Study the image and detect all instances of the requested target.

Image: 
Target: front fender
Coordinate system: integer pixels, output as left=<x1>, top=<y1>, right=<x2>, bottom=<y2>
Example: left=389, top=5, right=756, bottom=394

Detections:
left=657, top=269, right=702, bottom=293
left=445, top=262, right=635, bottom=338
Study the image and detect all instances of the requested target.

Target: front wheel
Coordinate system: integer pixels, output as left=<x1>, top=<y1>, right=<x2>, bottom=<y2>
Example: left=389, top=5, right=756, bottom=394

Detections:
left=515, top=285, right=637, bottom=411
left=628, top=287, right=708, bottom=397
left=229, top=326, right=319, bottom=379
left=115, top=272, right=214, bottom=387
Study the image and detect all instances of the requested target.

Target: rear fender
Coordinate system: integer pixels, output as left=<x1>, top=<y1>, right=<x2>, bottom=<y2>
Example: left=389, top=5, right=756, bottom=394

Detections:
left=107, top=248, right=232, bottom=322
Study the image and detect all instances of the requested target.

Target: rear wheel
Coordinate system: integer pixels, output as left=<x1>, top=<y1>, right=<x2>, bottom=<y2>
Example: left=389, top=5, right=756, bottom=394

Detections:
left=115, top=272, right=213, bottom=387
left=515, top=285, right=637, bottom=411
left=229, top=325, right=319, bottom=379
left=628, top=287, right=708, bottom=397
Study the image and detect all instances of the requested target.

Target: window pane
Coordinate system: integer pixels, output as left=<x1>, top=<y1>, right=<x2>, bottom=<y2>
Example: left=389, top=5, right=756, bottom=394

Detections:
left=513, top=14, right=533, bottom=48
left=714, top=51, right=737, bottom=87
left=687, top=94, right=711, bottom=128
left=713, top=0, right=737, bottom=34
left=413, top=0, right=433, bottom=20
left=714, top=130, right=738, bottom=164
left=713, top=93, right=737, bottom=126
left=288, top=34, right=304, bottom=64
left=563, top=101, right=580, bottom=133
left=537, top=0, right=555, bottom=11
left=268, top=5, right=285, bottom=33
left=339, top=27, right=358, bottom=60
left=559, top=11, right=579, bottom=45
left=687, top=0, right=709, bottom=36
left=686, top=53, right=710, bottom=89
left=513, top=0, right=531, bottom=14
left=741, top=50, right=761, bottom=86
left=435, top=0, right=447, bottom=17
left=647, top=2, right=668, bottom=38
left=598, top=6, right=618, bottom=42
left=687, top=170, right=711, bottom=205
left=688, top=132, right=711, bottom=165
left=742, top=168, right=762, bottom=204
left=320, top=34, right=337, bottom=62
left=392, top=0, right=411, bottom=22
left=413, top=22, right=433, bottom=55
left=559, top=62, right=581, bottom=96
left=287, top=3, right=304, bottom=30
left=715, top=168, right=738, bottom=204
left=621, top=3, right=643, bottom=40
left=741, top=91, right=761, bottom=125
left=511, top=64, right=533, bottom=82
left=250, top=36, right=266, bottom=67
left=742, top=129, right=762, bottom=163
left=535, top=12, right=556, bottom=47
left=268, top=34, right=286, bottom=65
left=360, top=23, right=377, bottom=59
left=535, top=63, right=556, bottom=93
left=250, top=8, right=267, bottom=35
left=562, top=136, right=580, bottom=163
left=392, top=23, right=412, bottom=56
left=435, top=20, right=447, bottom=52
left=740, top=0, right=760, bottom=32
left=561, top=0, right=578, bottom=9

===============

- _REQUIREMENT_:
All lines with the word "wheel" are needed; pull them from the entries and copy each.

- _EXERCISE ANSWER_:
Target: front wheel
Target: rear wheel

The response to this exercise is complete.